• _TEXTO SELECIONADO_
╭──
Autor: Cristina Pires / Ana Carvalho Melo
Por que razão aceitou este desafio?
Aceitei este desafio porque penso
que o Bloco de Esquerda na Ribeira Grande tem o dever e a oportunidade
de nestas eleições se apresentar como alternativa às políticas das
anteriores vereações do PS e agora do PSD. Apesar de algum
desenvolvimento no setor do turismo, as desigualdades e as principais
dificuldades das pessoas no concelho mantém-se. Ou seja, a distribuição
de rendimentos não está a chegar à maior parte das pessoas e isso é algo
que o município tem o dever de contrariar e o Bloco de Esquerda pode
ter esse papel.
Como candidato o que propõe para minimizar estas desigualdades?
Na
Ribeira Grande há muito a fazer do ponto de vista social e do ponto de
vista dos impostos e das taxas cobradas. Por exemplo, na Ribeira Grande
gasta-se mais em eventos de animação turística do que em toda a ação
social municipal. Estamos a falar em se gastar em animação o dobro do
que é gasto na ação social, que inclui o fundo de solidariedade social,
apoio à habitação degradada, apoio a idosos, em que estamos a falar de
pouco mais de 200 mil euros. Enquanto toda a animação turística custa ao
município cerca de 400 mil euros, que podiam ser melhor distribuídos.
A
nível de impostos e taxas, no concelho da Ribeira Grande poder-se-ia
perfeitamente devolver os cinco por cento da participação variável de
IRS. Poderia também criar-se uma tarifa social de água, que não. (...)
Por
um lado afirma que a Ribeira Grande é um concelho de desigualdades, e
por outro afirma que é um concelho com grande potencial de
desenvolvimento. Que potencial é esse?
A Ribeira Grande continua a
ser o concelho mais jovens do país, embora a taxa de natalidade nos
últimos anos tenha reduzido. Apostar nessa juventude é fundamental para
que a Ribeira Grande atinja o seu potencial de desenvolvimento. Não
podemos deixar que o abandono escolar seja tão elevado, nem que o
desemprego jovem seja tão elevado. É preciso criar respostas para
combater este cenário.
Que respostas são essas?
Do ponto de vista
da educação a câmara poderia aumentar o apoio escolar com explicações
para quem não consegue pagar. Poderia também apostar no emprego
qualificado porque com os investimentos que existem atualmente é preciso
também formar os jovens que querem ficar na Ribeira Grande, mas também
dar melhores condições de trabalho.
Muito dos investimentos que estão
a ser feitos na área do turismo não têm a repercussão social que
deveriam ter no concelho - porque muitas as pessoas não têm a formação
necessária - mas também é necessário garantir que as condições de
trabalho são adequadas. Não podemos ter uma espécie de saldos laborais
no concelho. É preciso garantir que as empresas dão boas condições de
trabalho. (...)
A Ribeira Grande tem sabido tirar proveito do crescimento do turismo?
╰──
• _PEDIDO A_
Reproduza as entradas a começar na linha que contém "Where in the photo above can the clearing" e a terminar no fim das entradas, com os pedidos incluídos, e reescale as coordenadas das respostas multiplicando-as por 0,45 e arredondando ao inteiro mais próximo, com as metades para cima. Deixe as imagens de fora da resposta.
A entrevista e as entradas têm origens distintas.

• _ENTRADAS_
╭──
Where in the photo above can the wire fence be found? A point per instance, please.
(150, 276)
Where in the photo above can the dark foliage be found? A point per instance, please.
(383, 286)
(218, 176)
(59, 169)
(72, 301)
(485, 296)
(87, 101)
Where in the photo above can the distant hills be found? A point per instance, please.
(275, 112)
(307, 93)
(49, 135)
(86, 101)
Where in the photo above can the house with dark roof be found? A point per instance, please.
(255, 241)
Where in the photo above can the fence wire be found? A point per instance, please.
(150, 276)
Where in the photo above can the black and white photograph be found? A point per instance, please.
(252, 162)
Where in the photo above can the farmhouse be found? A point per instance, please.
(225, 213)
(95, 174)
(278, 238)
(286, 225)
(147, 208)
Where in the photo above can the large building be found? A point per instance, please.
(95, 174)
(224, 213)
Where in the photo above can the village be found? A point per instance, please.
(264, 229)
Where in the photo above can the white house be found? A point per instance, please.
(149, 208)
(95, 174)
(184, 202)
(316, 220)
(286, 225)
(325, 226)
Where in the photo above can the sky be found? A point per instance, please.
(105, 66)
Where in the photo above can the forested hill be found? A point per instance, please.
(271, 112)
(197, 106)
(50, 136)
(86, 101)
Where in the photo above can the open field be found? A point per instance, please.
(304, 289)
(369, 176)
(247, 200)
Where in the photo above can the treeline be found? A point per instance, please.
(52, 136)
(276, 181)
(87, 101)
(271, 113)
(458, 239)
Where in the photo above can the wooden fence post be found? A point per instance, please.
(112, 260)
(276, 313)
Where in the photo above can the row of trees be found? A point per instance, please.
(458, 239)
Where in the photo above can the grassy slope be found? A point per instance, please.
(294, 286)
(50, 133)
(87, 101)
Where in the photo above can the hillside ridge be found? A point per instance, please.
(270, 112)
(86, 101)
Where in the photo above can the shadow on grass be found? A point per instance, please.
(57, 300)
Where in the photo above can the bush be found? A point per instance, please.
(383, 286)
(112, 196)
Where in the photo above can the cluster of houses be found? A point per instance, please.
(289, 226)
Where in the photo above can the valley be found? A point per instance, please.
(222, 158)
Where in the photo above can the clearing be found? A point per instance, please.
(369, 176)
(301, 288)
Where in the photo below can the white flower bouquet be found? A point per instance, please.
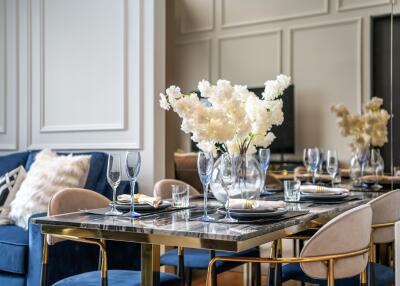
╰──
• _PEDIDO B_
Enumere os partidos políticos mencionados na entrevista.

• _RESPOSTA A_
Where in the photo above can the clearing be found? A point per instance, please.
(166, 79)
(135, 130)
Where in the photo below can the white flower bouquet be found? A point per instance, please.

• _RESPOSTA B_
Bloco de Esquerda, PS, PSD